• _Raw data_
>>>>

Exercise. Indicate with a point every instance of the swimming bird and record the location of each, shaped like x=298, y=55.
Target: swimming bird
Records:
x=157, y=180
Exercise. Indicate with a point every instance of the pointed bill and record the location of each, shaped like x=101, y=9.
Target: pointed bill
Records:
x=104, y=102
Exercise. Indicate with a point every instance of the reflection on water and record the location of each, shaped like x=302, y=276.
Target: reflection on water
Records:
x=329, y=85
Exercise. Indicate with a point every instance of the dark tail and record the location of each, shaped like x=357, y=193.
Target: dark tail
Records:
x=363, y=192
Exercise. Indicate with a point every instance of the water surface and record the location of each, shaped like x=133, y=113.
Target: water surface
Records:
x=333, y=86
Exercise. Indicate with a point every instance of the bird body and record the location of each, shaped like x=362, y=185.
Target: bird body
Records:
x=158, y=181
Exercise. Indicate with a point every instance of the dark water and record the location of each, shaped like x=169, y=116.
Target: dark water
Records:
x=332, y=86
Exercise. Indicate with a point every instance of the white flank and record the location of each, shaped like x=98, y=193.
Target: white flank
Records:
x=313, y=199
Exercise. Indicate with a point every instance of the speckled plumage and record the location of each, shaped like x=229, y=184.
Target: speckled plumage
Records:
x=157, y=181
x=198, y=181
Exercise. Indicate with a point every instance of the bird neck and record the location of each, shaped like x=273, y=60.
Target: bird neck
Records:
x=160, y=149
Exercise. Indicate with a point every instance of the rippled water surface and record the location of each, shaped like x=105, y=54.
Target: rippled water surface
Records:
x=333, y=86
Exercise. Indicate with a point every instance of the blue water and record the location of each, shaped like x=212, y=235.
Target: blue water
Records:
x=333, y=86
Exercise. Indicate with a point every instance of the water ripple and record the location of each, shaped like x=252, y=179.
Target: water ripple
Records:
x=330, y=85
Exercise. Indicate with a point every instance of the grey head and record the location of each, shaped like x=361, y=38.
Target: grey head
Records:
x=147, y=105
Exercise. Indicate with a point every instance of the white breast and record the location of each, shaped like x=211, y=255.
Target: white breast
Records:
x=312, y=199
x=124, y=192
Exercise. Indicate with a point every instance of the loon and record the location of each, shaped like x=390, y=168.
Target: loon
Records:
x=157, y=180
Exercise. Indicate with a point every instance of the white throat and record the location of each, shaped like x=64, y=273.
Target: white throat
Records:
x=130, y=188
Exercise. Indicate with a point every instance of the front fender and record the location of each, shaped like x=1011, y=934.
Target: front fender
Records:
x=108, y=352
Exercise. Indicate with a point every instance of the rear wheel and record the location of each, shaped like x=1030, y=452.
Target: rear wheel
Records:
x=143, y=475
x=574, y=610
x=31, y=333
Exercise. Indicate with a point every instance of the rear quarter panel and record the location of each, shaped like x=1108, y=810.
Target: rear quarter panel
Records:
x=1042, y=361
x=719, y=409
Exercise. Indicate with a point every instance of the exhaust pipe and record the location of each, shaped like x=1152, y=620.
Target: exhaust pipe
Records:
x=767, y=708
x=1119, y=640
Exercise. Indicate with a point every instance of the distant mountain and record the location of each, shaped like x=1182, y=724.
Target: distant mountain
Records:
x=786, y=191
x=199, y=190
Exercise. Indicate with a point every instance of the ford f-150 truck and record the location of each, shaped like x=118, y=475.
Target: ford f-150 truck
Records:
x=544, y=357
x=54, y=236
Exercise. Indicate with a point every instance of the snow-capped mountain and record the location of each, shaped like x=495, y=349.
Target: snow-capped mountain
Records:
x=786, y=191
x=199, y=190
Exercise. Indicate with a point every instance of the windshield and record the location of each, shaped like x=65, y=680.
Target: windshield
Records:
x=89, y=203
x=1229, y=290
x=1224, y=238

<<<<

• _Exercise task_
Output every line of the records above as a JSON list of strings, one string per line, with blank lines left out.

• _Exercise result_
[
  "Exercise. Indicate with a point every instance of the swimming bird and record the location of each, shaped like x=298, y=55.",
  "Target: swimming bird",
  "Records:",
  "x=157, y=180",
  "Exercise. Indicate with a point every instance of the pointed bill and record the location of each, shaped like x=101, y=9.",
  "Target: pointed bill",
  "Records:",
  "x=104, y=102",
  "Exercise. Indicate with a point every instance of the reflection on water and record the location of each, shaped like x=302, y=276.",
  "Target: reflection on water",
  "Records:",
  "x=329, y=85",
  "Exercise. Indicate with a point every instance of the dark tail and record the location of each, shaped like x=357, y=193.",
  "Target: dark tail",
  "Records:",
  "x=363, y=192",
  "Exercise. Indicate with a point every instance of the water surface and record the location of each, shaped like x=133, y=113.",
  "Target: water surface",
  "Records:",
  "x=333, y=86",
  "Exercise. Indicate with a point every instance of the bird body and record the location of each, shaped like x=362, y=185.",
  "Target: bird body",
  "Records:",
  "x=158, y=181",
  "Exercise. Indicate with a point every instance of the dark water and record the location of each, shaped like x=169, y=116.",
  "Target: dark water",
  "Records:",
  "x=332, y=86",
  "Exercise. Indicate with a point every instance of the white flank and record the location of each, shaped like x=98, y=193.",
  "Target: white flank",
  "Records:",
  "x=313, y=199",
  "Exercise. Indicate with a point every instance of the speckled plumage and record the location of each, shaped like x=229, y=184.",
  "Target: speckled plumage",
  "Records:",
  "x=157, y=181",
  "x=198, y=181",
  "Exercise. Indicate with a point every instance of the bird neck and record the location of each, shaped like x=273, y=60.",
  "Target: bird neck",
  "Records:",
  "x=160, y=149",
  "Exercise. Indicate with a point every instance of the rippled water surface and record the location of each, shaped like x=105, y=54.",
  "Target: rippled water surface",
  "Records:",
  "x=333, y=86",
  "Exercise. Indicate with a point every instance of the blue water and record the location of each, shaped like x=212, y=235.",
  "Target: blue water",
  "Records:",
  "x=333, y=86",
  "Exercise. Indicate with a point every instance of the water ripple and record the location of each, shaped like x=252, y=179.",
  "Target: water ripple",
  "Records:",
  "x=330, y=85",
  "Exercise. Indicate with a point every instance of the grey head and record the location of each, shaped like x=361, y=38.",
  "Target: grey head",
  "Records:",
  "x=147, y=105",
  "Exercise. Indicate with a point every instance of the white breast and record the location of each, shaped like x=211, y=255.",
  "Target: white breast",
  "Records:",
  "x=312, y=199",
  "x=124, y=192",
  "Exercise. Indicate with a point every instance of the loon and record the location of each, shaped like x=390, y=168.",
  "Target: loon",
  "Records:",
  "x=157, y=180",
  "Exercise. Indicate with a point every instance of the white throat and record the location of each, shaped like x=64, y=273.",
  "Target: white throat",
  "Records:",
  "x=130, y=188",
  "Exercise. Indicate with a point every instance of the front fender and record the location of each, shaped like x=1011, y=934.",
  "Target: front fender",
  "Records:",
  "x=108, y=352",
  "Exercise. Indicate with a point every instance of the rear wheel and record the location of each, shaped like x=1030, y=452.",
  "Target: rear wheel",
  "Records:",
  "x=143, y=475",
  "x=574, y=610",
  "x=31, y=333",
  "Exercise. Indicate with a point every instance of the rear quarter panel and record the location of each, shaped like x=1108, y=810.",
  "Target: rear quarter panel",
  "Records:",
  "x=1042, y=361",
  "x=719, y=409",
  "Exercise. Indicate with a point every instance of the exhaust pipe and record the location of each, shaped like x=1152, y=620.",
  "Target: exhaust pipe",
  "Records:",
  "x=767, y=708",
  "x=1119, y=640",
  "Exercise. Indicate with a point every instance of the distant mountain and record the location of each, shaped like x=1182, y=724.",
  "Target: distant mountain",
  "Records:",
  "x=786, y=191",
  "x=199, y=190",
  "Exercise. Indicate with a point every instance of the ford f-150 truck and record the location of each, shaped like x=118, y=475.",
  "Target: ford f-150 truck",
  "Records:",
  "x=544, y=357",
  "x=54, y=236",
  "Exercise. Indicate with a point every instance of the snow-capped mountain and record the location of each, shaped like x=495, y=349.",
  "Target: snow-capped mountain",
  "Records:",
  "x=786, y=191",
  "x=199, y=190",
  "Exercise. Indicate with a point every instance of the windshield and record the location of each, shaped like x=65, y=680.",
  "Target: windshield",
  "Records:",
  "x=89, y=203",
  "x=1229, y=290",
  "x=1224, y=238"
]